#### PROBLEM STATEMENT:
Word for word, set down the entries that follow.

#### RECORDS:
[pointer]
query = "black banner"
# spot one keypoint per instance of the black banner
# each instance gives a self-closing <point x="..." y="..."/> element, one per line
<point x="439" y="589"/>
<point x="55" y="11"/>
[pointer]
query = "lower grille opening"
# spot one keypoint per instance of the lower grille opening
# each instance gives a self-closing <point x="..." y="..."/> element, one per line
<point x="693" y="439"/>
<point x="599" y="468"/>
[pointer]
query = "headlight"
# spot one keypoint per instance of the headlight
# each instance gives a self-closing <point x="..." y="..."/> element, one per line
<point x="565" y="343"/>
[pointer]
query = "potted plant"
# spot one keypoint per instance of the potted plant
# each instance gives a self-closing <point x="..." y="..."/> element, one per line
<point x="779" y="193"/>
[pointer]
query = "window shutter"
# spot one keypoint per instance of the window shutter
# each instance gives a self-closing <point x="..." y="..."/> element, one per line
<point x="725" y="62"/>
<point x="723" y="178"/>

#### TASK RESPONSE:
[pointer]
query = "black banner"
# spot one keypoint per instance of the black banner
# each instance gives a self-closing <point x="..." y="..."/> element, one per line
<point x="439" y="589"/>
<point x="55" y="11"/>
[pointer]
query = "lower grille opening"
# spot one keypoint per instance of the lower grille opening
# each instance gives a self-closing <point x="..." y="..."/> element, one per line
<point x="693" y="439"/>
<point x="599" y="468"/>
[pointer]
query = "headlight"
# spot one keypoint per instance of the headlight
# each instance gives a self-closing <point x="..." y="..."/> element, one per line
<point x="565" y="343"/>
[pointer]
query = "potted plant"
# spot one keypoint per instance of the potted plant
# each instance gives a self-closing <point x="..." y="..."/> element, one per line
<point x="779" y="193"/>
[pointer]
query = "window shutter"
# spot one keypoint per instance of the window shutter
# each instance gives a self-closing <point x="..." y="..."/> element, one per line
<point x="725" y="62"/>
<point x="723" y="178"/>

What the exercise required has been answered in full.